_What you have to do_
Set down the full listing exactly, character for character.

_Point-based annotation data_
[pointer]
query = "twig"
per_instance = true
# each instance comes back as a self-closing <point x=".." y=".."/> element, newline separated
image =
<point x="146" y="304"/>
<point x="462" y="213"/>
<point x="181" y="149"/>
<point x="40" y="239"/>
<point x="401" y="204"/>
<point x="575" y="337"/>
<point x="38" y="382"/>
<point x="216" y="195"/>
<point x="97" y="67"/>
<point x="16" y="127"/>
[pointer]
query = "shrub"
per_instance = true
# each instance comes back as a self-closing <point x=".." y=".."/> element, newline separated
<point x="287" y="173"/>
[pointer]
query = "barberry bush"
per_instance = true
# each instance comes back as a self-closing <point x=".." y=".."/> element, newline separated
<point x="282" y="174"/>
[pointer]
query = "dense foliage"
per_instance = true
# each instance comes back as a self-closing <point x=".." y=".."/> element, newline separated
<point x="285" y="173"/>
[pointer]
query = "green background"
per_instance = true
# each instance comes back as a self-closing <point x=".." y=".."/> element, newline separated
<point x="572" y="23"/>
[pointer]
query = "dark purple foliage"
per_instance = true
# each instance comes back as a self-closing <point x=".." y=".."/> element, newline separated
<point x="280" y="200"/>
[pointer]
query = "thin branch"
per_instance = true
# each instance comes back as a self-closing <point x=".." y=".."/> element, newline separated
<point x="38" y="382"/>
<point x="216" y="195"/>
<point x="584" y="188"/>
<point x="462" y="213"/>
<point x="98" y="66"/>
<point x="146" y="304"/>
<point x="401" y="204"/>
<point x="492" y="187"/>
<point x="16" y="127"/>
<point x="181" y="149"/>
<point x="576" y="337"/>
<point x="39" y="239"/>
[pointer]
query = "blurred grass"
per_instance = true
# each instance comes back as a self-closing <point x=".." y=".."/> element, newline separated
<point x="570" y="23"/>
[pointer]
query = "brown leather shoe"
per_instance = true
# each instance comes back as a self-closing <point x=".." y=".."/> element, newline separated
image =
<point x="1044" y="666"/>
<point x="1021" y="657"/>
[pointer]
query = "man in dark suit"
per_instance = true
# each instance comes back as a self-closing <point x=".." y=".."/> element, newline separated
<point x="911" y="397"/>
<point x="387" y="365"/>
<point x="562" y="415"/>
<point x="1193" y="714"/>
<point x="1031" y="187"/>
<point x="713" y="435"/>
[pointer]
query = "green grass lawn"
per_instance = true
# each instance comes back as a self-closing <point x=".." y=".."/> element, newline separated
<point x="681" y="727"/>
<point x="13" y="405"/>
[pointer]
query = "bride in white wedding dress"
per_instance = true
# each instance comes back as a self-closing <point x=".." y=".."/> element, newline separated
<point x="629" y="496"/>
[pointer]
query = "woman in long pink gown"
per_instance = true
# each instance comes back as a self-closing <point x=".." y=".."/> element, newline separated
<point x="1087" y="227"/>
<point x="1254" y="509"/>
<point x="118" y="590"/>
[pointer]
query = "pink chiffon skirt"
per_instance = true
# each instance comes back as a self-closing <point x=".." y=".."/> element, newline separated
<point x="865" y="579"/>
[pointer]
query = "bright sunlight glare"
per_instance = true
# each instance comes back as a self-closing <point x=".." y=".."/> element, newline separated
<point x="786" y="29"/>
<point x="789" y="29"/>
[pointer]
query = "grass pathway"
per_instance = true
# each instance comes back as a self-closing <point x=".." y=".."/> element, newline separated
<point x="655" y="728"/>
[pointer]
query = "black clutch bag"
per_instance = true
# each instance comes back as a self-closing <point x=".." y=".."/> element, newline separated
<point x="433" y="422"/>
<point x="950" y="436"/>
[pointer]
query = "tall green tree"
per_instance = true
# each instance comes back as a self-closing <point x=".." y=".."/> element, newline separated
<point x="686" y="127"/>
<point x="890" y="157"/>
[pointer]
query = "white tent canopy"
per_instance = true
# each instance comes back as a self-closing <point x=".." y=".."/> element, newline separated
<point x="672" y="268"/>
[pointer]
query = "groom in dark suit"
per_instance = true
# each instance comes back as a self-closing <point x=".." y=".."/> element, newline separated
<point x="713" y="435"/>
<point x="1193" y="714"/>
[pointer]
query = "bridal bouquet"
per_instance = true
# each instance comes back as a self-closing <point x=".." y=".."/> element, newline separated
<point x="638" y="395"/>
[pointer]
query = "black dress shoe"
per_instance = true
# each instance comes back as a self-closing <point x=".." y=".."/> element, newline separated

_Written solution_
[pointer]
query = "twig"
per_instance = true
# each instance comes back as a self-closing <point x=".." y=".."/> element, newline separated
image =
<point x="146" y="304"/>
<point x="462" y="213"/>
<point x="181" y="149"/>
<point x="40" y="239"/>
<point x="401" y="204"/>
<point x="575" y="337"/>
<point x="38" y="382"/>
<point x="216" y="195"/>
<point x="97" y="67"/>
<point x="16" y="127"/>
[pointer]
query = "shrub"
per_instance = true
# each instance comes back as a self-closing <point x=".." y=".."/> element, newline separated
<point x="287" y="173"/>
[pointer]
query = "barberry bush"
per_instance = true
# each instance comes back as a self-closing <point x=".." y=".."/> element, newline separated
<point x="282" y="174"/>
[pointer]
query = "dense foliage"
per_instance = true
# each instance comes back as a self-closing <point x=".." y=".."/> element, newline separated
<point x="285" y="173"/>
[pointer]
query = "green background"
per_instance = true
# each instance comes back as a self-closing <point x=".." y=".."/> element, newline separated
<point x="572" y="23"/>
[pointer]
query = "dark purple foliage"
per_instance = true
# each instance comes back as a self-closing <point x=".." y=".."/> element, newline separated
<point x="280" y="200"/>
[pointer]
query = "thin branch"
per_instance = true
# each instance comes back as a self-closing <point x=".." y=".."/> element, newline separated
<point x="38" y="382"/>
<point x="216" y="195"/>
<point x="584" y="188"/>
<point x="462" y="213"/>
<point x="98" y="66"/>
<point x="146" y="304"/>
<point x="401" y="204"/>
<point x="492" y="187"/>
<point x="16" y="127"/>
<point x="181" y="149"/>
<point x="576" y="337"/>
<point x="39" y="239"/>
[pointer]
query = "blurred grass"
per_instance = true
# each instance comes back as a self-closing <point x=".." y=".."/> element, newline separated
<point x="570" y="23"/>
[pointer]
query = "brown leather shoe"
per_instance = true
# each instance comes back as a self-closing <point x=".." y=".."/> element, newline separated
image =
<point x="1044" y="666"/>
<point x="1021" y="657"/>
[pointer]
query = "man in dark suit"
per_instance = true
# each instance comes back as a self-closing <point x=".." y=".."/> element, newline separated
<point x="911" y="397"/>
<point x="387" y="365"/>
<point x="562" y="415"/>
<point x="1193" y="714"/>
<point x="1031" y="187"/>
<point x="713" y="435"/>
[pointer]
query = "green grass lawn"
per_instance = true
# each instance comes back as a self-closing <point x=".." y=".."/> element, newline separated
<point x="681" y="727"/>
<point x="13" y="405"/>
[pointer]
query = "bride in white wedding dress"
per_instance = true
# each instance comes back as a self-closing <point x=".." y=".."/> element, newline separated
<point x="629" y="496"/>
[pointer]
query = "woman in long pink gown"
per_instance = true
# each instance comes back as a self-closing <point x=".." y=".."/> element, newline separated
<point x="1087" y="227"/>
<point x="1254" y="509"/>
<point x="118" y="590"/>
[pointer]
query = "pink chiffon skirt"
per_instance = true
# each instance comes back as a self-closing <point x=".." y=".."/> element, newline separated
<point x="865" y="579"/>
[pointer]
query = "bright sunlight glare"
per_instance = true
# each instance comes back as a self-closing <point x=".." y=".."/> element, newline separated
<point x="786" y="29"/>
<point x="789" y="29"/>
[pointer]
query = "grass pathway"
per_instance = true
# each instance comes back as a self-closing <point x=".." y=".."/> element, newline separated
<point x="655" y="728"/>
[pointer]
query = "black clutch bag"
per_instance = true
# each instance comes back as a self-closing <point x=".." y=".."/> element, newline separated
<point x="433" y="422"/>
<point x="950" y="436"/>
[pointer]
query = "tall green tree"
per_instance = true
# each instance comes back as a self-closing <point x=".." y=".."/> element, newline separated
<point x="686" y="127"/>
<point x="890" y="157"/>
[pointer]
query = "white tent canopy"
per_instance = true
# each instance comes back as a self-closing <point x=".." y=".."/> element, newline separated
<point x="672" y="268"/>
[pointer]
query = "groom in dark suit"
per_instance = true
# each instance comes back as a self-closing <point x=".." y=".."/> element, newline separated
<point x="713" y="435"/>
<point x="1193" y="714"/>
[pointer]
query = "bridal bouquet"
per_instance = true
# each instance comes back as a self-closing <point x=".." y=".."/> element, newline separated
<point x="638" y="395"/>
[pointer]
query = "black dress shoe"
per_instance = true
# each instance comes back as a self-closing <point x=".." y=".."/> element, newline separated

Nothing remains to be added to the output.